#### Extract to read
Anchorable Pile

Abstract

A piling consisting of a main, elongated pile member which has within its body, a plurality of retracted anchors which after the pile is inserted into the ground, are capable of being independently moved laterally of the piling member to provide anchors for the piling member without movement of the piling member.

Description

A structural piling derives its supporting value from either and/or both the bearing on its embedded end and cohesive friction of the surrounding earth on the pile surface area. In areas characterized by cohesive, low-strength soils which are excessively deep, piling economy and size is determined by utilizing piling members whose maximum supporting value is governed by the friction or shear strength of the soil media. In such cases where pile end bearing cannot be relied on, the economical pile size and hence the rated supporting value of each pile is significantly minimized to values well below that of which the pile itself is capable of sustaining. Various means of attempting to insure maximum mobilization of all available soil shear resistance are in use ranging from a "Y" cross-sectional pile area to a corrugated pile shell. A variety of means are also in use that attempt to maximize the positive pile bearing or "mechanical locking" or "keying" effect of the pile to its surrounding soil. They include, among others, the widely used step tapered shell pile, the Franki-type caisson (wherein the tip area is excavated to permit concrete placement of a larger area bulb at the pile base), etc.

The methods stated above attempt to make maximum use of or increase (1) the effective cross-sectional area of the pile which can be used in pile tip bearing, and (2) the frictional (shear) resistance between the exterior surface of the pile and the surrounding soil media. All methods used to date require special pile sections and/or construction methods and procedures.

Pilings of all sorts are commonly used to support structures, retaining walls, resist uplift and prevent earth movement. Such pilings are driven essentially vertical into the ground by pile drivers or the like. While it is the intent to have the pilings generally immobile at full penetration in the earth, the weight of the structures on the pilings, earth movement, settlement, consolidation, etc., tends to loosen the pilings permitting further penetration of the pilings with resultant distortion of the structure. The loosening may be lateral but it is in most cases almost always vertical. A number of different types of earth anchors have been proposed, but in all of the known types, the laterally expending anchor members are extended by pivoting from a point near the head of the elongated earth penetrating member. These expanding anchor members are expanded away from the elongated shaft by pulling the shaft backwardly out of the hole into which it has penetrated which reduces end bearings, or by pivoting the anchors mechanically which leaves a void above the anchors. This type of anchor is intended to anchor against pulls or tension directed out of the hole, and such anchors do not prevent inward movement of the piling shaft. In fact, inward movement of this type of anchor tends to collapse the anchor system.

#### Supplied information
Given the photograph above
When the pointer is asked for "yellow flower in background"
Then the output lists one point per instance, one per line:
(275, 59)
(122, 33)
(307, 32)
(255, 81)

#### Written problem 1
Answer these questions about the anchorable pile text, one line each:
(a) According to the abstract, what can the retracted anchors do once the pile is in the ground?
(b) Which two means of mobilizing soil shear resistance are named first?
(c) In most cases, which direction does the loosening of pilings take?
#### Written problem 2
List every factor the anchorable pile text says tends to loosen pilings.

#### Solution 1
(a) They can be moved laterally of the piling member, each on its own, to anchor the piling member without moving it.
(b) A "Y" cross-sectional pile area and a corrugated pile shell.
(c) Almost always vertical.

#### Solution 2
The weight of the structures on the pilings
Earth movement
Settlement
Consolidation